AUFGABENSTELLUNG:
Extrahiere unverändert den Abschnitt, der mit der Zeile beginnt, die „LOOKUP blue car's windshield | emit_box“ enthält, und mit der Zeile endet, die „[0,72,45,84]“ enthält, beide Zeilen eingeschlossen.

EINGABEDATEN:
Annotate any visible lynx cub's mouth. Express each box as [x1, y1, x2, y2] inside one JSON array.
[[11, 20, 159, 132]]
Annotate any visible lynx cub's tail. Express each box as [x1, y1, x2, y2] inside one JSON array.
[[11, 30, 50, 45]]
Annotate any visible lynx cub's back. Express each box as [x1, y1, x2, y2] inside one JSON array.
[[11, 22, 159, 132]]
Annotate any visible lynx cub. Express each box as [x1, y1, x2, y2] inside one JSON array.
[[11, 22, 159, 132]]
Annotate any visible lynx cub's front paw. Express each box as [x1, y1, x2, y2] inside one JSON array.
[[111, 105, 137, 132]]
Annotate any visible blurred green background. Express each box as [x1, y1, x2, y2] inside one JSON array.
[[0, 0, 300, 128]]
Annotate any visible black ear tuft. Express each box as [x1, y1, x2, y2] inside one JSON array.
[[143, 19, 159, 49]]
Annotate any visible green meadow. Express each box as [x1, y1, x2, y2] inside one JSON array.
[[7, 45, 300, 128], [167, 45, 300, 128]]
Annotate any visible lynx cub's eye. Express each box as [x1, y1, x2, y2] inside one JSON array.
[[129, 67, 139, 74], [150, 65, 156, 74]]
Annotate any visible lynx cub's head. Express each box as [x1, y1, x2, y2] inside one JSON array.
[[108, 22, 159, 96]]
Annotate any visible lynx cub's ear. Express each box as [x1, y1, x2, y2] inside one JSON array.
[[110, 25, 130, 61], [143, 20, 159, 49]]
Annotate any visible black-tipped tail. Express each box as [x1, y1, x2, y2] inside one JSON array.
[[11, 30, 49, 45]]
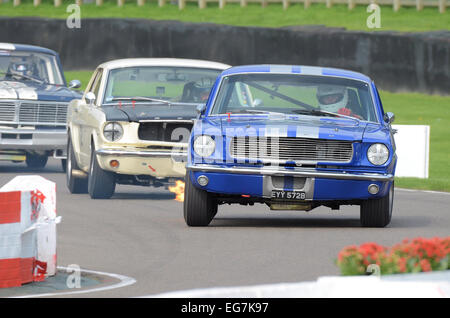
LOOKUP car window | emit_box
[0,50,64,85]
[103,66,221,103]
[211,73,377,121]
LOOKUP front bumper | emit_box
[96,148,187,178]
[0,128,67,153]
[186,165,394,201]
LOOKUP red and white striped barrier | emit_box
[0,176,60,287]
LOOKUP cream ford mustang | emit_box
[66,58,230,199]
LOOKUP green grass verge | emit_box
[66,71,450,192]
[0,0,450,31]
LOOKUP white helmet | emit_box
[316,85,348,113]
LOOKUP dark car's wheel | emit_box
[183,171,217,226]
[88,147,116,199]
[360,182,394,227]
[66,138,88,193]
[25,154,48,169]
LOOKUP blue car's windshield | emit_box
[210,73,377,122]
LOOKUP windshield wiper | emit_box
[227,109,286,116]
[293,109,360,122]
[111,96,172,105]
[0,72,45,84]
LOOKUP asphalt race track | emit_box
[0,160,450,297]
---
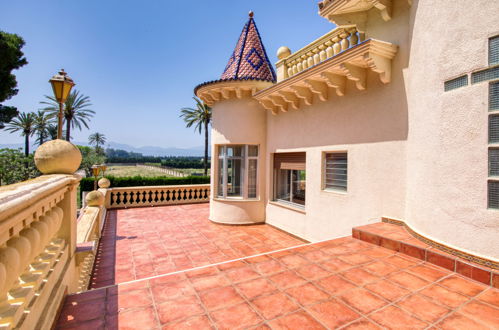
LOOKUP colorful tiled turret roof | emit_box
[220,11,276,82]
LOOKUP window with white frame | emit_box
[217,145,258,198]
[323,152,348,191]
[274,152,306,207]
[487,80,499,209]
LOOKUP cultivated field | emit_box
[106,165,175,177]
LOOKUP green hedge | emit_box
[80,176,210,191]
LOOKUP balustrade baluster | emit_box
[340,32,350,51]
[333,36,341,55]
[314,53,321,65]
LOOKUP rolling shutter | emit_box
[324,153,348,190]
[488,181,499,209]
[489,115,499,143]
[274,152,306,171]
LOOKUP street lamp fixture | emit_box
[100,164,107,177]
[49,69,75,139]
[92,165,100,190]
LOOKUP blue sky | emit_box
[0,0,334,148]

LÖSUNG:
LOOKUP blue car's windshield | emit_box
[210,73,377,122]
LOOKUP windshield wiper | emit_box
[227,109,286,116]
[293,109,360,122]
[111,96,172,105]
[0,72,45,84]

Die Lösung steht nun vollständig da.